→ **対象の本文**

....

緩急を効かせる上で、鍵になっているのが球速100キロ前後のカーブだ。ストレートとの球速差が40キロ近くあるこの球を巧みに活かして打者を翻弄している。
実は昨年の途中までは使っていない球種だった。二軍でバッテリーを組んだ捕手の飯田大祐のアドバイスがきっかけだったという。
「飯田さんと組んだ時に『カーブ使えるぞ』って言われて。それまでは全然投げていませんでした。自信を持っている球でもなかったし、緩い球だと打たれるのかな、と思っていたので」
「目的を持って取り組める選手」
昨年現役を引退し、現在はブルペン担当補佐を務める飯田はこう話す。

....

→ **提供資料**

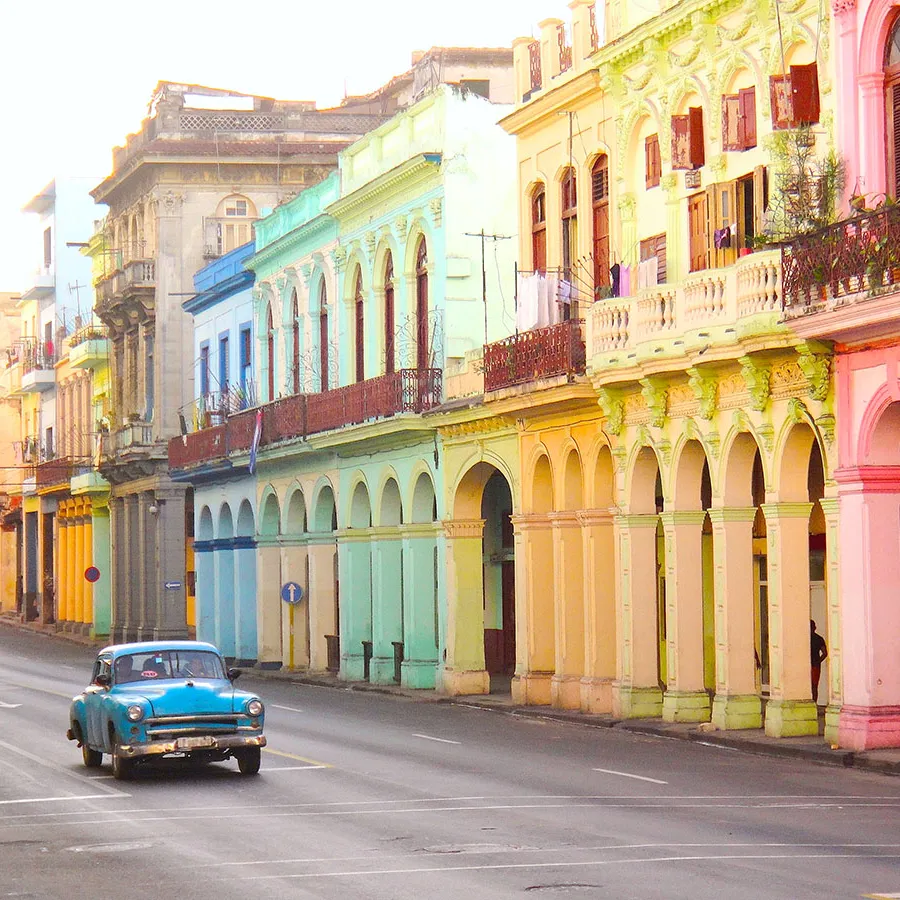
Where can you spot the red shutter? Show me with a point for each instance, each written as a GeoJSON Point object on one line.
{"type": "Point", "coordinates": [782, 105]}
{"type": "Point", "coordinates": [747, 103]}
{"type": "Point", "coordinates": [681, 142]}
{"type": "Point", "coordinates": [698, 150]}
{"type": "Point", "coordinates": [805, 94]}
{"type": "Point", "coordinates": [732, 138]}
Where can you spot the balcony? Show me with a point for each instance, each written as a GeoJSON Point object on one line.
{"type": "Point", "coordinates": [89, 347]}
{"type": "Point", "coordinates": [556, 350]}
{"type": "Point", "coordinates": [708, 307]}
{"type": "Point", "coordinates": [842, 283]}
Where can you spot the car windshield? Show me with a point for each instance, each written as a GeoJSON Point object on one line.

....

本文の「緩急を効かせる上で、鍵になっ」から「昨年現役を引退し、現在はブルペン担当補佐を務める飯田はこう話す。」までを、「カーブ」を「スライダー」に置き換えて書き直してください。

→ **結果は以下**
緩急を効かせる上で、鍵になっているのが球速100キロ前後のスライダーだ。ストレートとの球速差が40キロ近くあるこの球を巧みに活かして打者を翻弄している。
実は昨年の途中までは使っていない球種だった。二軍でバッテリーを組んだ捕手の飯田大祐のアドバイスがきっかけだったという。
「飯田さんと組んだ時に『スライダー使えるぞ』って言われて。それまでは全然投げていませんでした。自信を持っている球でもなかったし、緩い球だと打たれるのかな、と思っていたので」
「目的を持って取り組める選手」
昨年現役を引退し、現在はブルペン担当補佐を務める飯田はこう話す。